== Text shown

Respect UDP maximum packet size when sending batched points #185

simonaldrich · 2023-03-22T15:36:48Z

This closes #184.

Adds a new mandatory member function of the Transport base class called getMaxMessageSize. This function must returns the size of the maximum message which may be transmitted using the Transport implementation's send method.

For the UDP transport this is set to the minimum of the UDP socket's send buffer (for MacOS) or the maximum data length which is practical in the UDP protocol after header sizes are taken into account (65507).
N.B. This may cause packet fragmentation at the IP layer but since UDP makes no delivery guarantees anyway I think this is an acceptable compromise when the user has chosen to batch write points over UDP.
For the other transports (HTTP, TCP, UnixSocket) this is to effectively unlimited (std::numeric_limits<std::size_t>::max()) to preserve existing behaviour.

The InfluxDB::flushBatch method is updated to construct the largest possible messages which can be successfully sent given the mTransport in use.

If any individual Point is too large to be successfully sent (i.e.: its Line Protocol representation is larger than the maximum message size) it is skipped and the other Points in the batch are sent. An exception is subsequently raised.

…ion for unsuccessful call

…cifying a valid port number

…hey can transmit using their send method

…stand

…raise an exception when all other points have been sent. Also, ensure that the connection's point batch is definitely cleared even if there is a transmission error.

…surements

… size or the UDP theoretical limit (for MacOS)

…event unwanted macro expansion in MSVC see https://stackoverflow.com/questions/27442885/syntax-error-with-stdnumeric-limitsmax

…try attempts at installing packages This is a workaround for intermittent 404 errors for the Azure apt mirror

offa · 2023-03-22T18:37:17Z

.github/workflows/ci.yml

@@ -29,7 +29,9 @@ jobs:
        run: script/ci_setup.sh
      - name: Install Boost
        if: ${{ matrix.boost == true }}
-        run: apt-get install -y libboost-system-dev
+        run: |


Why the switch from apt-get to apt? Did you experience any connection issues?

====
== Extracted information

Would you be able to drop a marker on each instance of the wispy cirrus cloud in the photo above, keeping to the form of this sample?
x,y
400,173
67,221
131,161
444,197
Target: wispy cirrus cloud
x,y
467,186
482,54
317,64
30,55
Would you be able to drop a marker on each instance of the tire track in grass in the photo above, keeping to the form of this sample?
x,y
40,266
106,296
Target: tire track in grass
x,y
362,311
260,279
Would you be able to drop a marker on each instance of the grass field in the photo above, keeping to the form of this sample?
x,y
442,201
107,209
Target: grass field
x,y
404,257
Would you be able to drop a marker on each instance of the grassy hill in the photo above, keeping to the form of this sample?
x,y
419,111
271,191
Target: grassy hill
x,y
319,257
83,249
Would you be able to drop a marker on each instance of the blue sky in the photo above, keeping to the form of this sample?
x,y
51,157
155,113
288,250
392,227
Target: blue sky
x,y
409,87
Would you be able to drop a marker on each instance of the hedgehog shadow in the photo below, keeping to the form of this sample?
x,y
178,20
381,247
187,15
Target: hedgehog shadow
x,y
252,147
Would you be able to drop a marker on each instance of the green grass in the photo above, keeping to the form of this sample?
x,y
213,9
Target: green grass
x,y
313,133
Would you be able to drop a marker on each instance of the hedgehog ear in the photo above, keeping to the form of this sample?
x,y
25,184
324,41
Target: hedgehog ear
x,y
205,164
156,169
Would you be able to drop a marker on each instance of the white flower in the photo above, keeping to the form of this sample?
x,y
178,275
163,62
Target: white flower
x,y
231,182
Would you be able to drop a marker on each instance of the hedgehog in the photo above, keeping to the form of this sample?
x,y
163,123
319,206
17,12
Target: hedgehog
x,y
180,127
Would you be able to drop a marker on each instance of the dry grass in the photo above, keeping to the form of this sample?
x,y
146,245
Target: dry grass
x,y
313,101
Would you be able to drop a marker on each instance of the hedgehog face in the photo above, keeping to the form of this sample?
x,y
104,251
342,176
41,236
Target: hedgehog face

====

• Given instruction 1: In the UDP packet size pull request, what happens to a Point whose Line Protocol representation is larger than the maximum message size?
• Given instruction 2: Carry the UDP packet size pull request thread forward from its last line.

• Expected answer 1: It is skipped, the other Points in the batch are sent, and an exception is raised afterward.

• Expected answer 2:
offa · 2023-03-22T18:42:48Z

src/BoostSupport.cxx

@@ -103,12 +103,19 @@ namespace influxdb::internal

    std::unique_ptr<Transport> withUdpTransport(const http::url& uri)
    {
-        return std::make_unique<transports::UDP>(uri.host, uri.port);
+        static constexpr std::uint16_t INFLUXDB_UDP_PORT{8089};


I see a port as something a caller has to provide (like the host address) and not use any assumptions – unless there's a really, really good reason to do so.

(same for tcp below)

offa · 2023-03-22T18:46:05Z

src/HTTP.cxx

@@ -107,6 +109,11 @@ namespace influxdb::transports
        checkResponse(response);
    }

+    std::size_t HTTP::getMaxMessageSize() const
+    {
+        return (std::numeric_limits<std::size_t>::max)();


Instead of handling a huge number, we could simple use 0 (= off) and skip any splitting logic.

offa · 2023-03-22T18:56:19Z

src/InfluxDB.cxx

+    {
+        /// Group the points into the largest possible line-protocol messages that can be sent using the transport.
+        template <typename PointContainer>
+        void TransmitBatch(std::unique_ptr<Transport>& transport, const std::string& globalTags, PointContainer&& points)


Since the function doesn't change the unique_ptr itself, pass the transport by const-ref instead.

Also, please use transmitBatch() (lower case t) naming – I know this isn't used consistent everywhere (yet) :-)

(both same for the function below)

offa · 2023-03-22T18:59:23Z

src/UDP.cxx

 #include <string>

 namespace influxdb::transports
 {
+    namespace
+    {
+        std::size_t GetSocketSendBufferSize(const boost::asio::ip::udp::socket& socket)


Minor; getSocketSendBufferSize() (see naming comment above).

offa · 2023-03-22T19:02:37Z

src/UDP.cxx

+        // this can be changed by setting the sysctl net.inet.udp.maxdgram or setting the
+        // SO_SNDBUF option on a per socket basis. For our purposes we can just use the
+        // smaller of maxUDPDataSize and the send buffer size for the socket.
+        return std::min(maxUDPDataSize, GetSocketSendBufferSize(mSocket));


How about other systems? Is the behaviour consistent across OS types?

offa · 2023-03-22T19:04:07Z

src/UriParser.h


 namespace http
 {
    struct url
    {
        std::string protocol, user, password, host, path, search, url;
+        static constexpr int PORT_NOT_SET = -1;


(see port related comment above)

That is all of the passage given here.